▸ **Exercise description**
Please gather every line in the listing below that contains the word "door" and copy each one in full. Matches must have the same case.

▸ **Given entries**
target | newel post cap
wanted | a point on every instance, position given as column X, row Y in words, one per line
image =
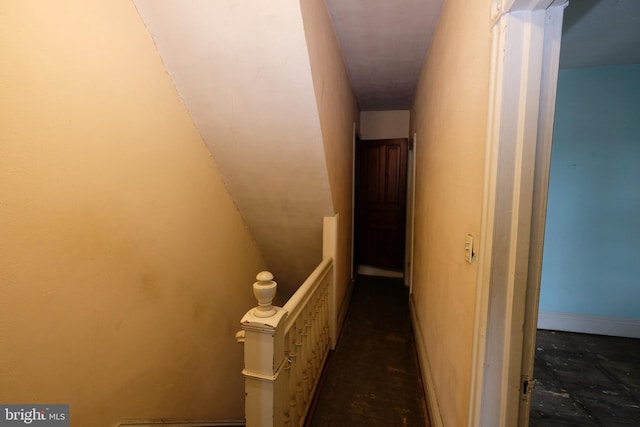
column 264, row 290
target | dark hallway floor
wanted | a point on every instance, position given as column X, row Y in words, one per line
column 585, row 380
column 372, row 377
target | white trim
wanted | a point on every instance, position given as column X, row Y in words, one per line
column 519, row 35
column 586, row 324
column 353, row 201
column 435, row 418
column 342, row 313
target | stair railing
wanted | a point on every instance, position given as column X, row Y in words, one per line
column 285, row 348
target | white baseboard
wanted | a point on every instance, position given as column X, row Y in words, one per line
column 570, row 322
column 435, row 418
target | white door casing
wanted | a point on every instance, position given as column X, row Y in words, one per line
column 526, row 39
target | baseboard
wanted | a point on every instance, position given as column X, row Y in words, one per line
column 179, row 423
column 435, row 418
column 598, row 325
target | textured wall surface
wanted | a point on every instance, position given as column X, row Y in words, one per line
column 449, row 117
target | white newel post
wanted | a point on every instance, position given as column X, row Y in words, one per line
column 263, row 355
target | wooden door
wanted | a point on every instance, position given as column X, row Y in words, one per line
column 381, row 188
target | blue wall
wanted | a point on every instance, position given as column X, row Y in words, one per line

---

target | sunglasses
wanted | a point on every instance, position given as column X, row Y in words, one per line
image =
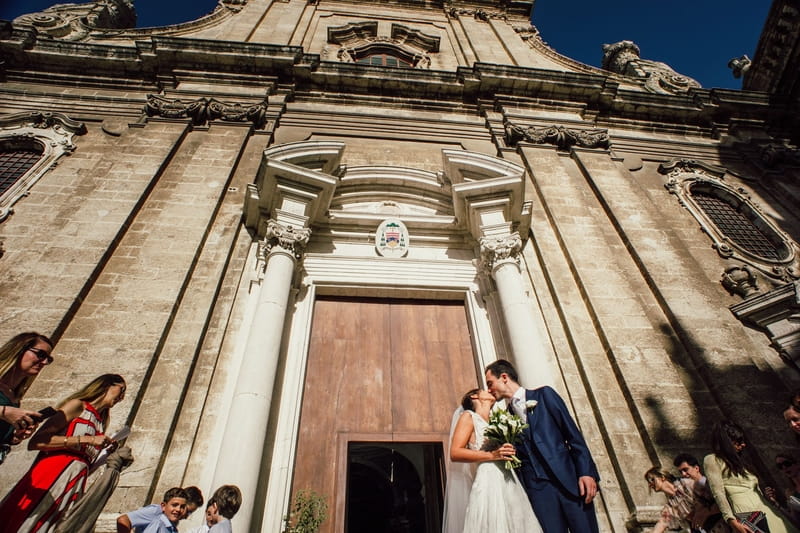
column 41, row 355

---

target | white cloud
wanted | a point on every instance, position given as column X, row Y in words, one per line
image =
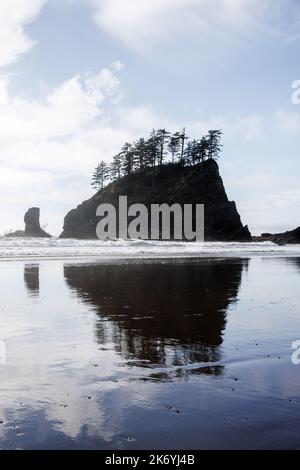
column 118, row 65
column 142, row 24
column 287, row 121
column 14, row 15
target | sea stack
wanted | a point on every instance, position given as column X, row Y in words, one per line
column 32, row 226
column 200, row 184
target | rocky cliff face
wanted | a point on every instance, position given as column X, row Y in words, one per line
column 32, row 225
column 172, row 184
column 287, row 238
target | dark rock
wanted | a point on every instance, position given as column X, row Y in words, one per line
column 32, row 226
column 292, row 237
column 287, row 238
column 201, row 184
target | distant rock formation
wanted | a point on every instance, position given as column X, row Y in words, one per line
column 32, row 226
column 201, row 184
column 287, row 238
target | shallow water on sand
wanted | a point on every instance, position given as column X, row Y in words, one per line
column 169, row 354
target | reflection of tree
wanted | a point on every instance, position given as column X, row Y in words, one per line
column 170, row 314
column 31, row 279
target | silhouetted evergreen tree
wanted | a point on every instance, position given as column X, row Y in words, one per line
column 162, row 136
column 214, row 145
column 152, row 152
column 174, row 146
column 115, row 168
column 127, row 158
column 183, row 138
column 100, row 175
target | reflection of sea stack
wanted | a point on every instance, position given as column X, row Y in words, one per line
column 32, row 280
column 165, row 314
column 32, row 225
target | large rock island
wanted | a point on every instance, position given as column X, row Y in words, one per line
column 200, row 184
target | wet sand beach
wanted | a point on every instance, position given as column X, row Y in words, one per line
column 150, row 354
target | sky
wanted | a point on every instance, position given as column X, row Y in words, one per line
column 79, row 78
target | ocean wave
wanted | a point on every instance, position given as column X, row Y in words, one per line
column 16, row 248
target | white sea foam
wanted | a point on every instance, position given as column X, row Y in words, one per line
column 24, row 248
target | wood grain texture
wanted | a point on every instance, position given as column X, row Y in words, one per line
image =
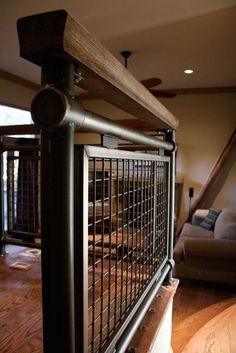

▸ **Response below**
target | white door casing
target | wooden door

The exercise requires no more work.